What is the foundation for our action in the world? In recent years I’ve questioned whether any action can make a difference. But I still have enough of the political animal left in me to ask the question, and not withdraw from what appears to be a hopeless age.

By “political animal” I don’t necessarily mean one that engages in activism, much less being directly involved in politics. I mean something closer to what Aristotle meant -- that human beings naturally form communities and federations, and organize themselves around notions of what’s good and evil, just and unjust.

The fact that the former US ambassador to the UN, Nikki Haley, writes “Finish Them” on an artillery shell provided to Israel by America, after munitions made in the USA have killed an estimated 15,000 Palestinian children, attests to how wrong Aristotle was in his claim that the formation of the state was the pinnacle of human development.

——

-- Written tasks --
1. Write out everything in the passage about political action from "The fact that" down to "of human development.".
2. In the passage about political action, what claim of Aristotle's is said to be wrong?
The records were taken from a different source than the passage.

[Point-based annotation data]
——

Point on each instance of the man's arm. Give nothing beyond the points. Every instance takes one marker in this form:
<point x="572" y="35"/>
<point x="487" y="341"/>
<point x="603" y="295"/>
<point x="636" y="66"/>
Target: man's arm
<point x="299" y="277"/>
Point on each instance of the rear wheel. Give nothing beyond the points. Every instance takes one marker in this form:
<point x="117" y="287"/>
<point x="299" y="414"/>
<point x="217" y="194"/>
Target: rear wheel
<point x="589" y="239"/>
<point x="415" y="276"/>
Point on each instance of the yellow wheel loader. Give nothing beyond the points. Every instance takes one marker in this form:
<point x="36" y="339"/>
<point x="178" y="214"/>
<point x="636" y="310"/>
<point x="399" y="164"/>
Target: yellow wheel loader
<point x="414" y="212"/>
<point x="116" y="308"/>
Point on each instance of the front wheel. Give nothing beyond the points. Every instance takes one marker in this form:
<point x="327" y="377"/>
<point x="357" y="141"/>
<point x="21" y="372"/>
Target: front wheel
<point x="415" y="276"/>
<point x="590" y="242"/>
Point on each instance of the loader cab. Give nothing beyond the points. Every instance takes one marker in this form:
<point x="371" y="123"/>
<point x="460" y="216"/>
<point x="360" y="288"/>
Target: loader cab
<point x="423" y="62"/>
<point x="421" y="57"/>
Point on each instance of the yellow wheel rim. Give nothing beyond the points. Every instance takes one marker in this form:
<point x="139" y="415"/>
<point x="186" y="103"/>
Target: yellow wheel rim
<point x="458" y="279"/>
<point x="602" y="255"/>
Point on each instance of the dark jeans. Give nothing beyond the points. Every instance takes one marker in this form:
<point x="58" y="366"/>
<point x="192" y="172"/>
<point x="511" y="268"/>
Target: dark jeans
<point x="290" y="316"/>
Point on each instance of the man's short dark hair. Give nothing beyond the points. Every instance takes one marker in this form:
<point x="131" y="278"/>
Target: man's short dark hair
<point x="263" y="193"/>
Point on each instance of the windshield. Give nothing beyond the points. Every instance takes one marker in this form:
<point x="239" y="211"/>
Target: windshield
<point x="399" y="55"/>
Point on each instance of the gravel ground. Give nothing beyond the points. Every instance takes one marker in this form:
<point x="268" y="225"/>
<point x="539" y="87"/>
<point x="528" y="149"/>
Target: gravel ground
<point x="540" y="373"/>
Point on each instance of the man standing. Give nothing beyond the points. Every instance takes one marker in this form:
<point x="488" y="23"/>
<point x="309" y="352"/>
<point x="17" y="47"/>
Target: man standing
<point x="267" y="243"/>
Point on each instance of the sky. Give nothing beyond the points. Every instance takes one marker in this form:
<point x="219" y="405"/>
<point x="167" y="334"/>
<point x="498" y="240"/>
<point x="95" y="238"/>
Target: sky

——

-- Replies --
1.
The fact that the former US ambassador to the UN, Nikki Haley, writes “Finish Them” on an artillery shell provided to Israel by America, after munitions made in the USA have killed an estimated 15,000 Palestinian children, attests to how wrong Aristotle was in his claim that the formation of the state was the pinnacle of human development.

2. His claim that the formation of the state was the pinnacle of human development.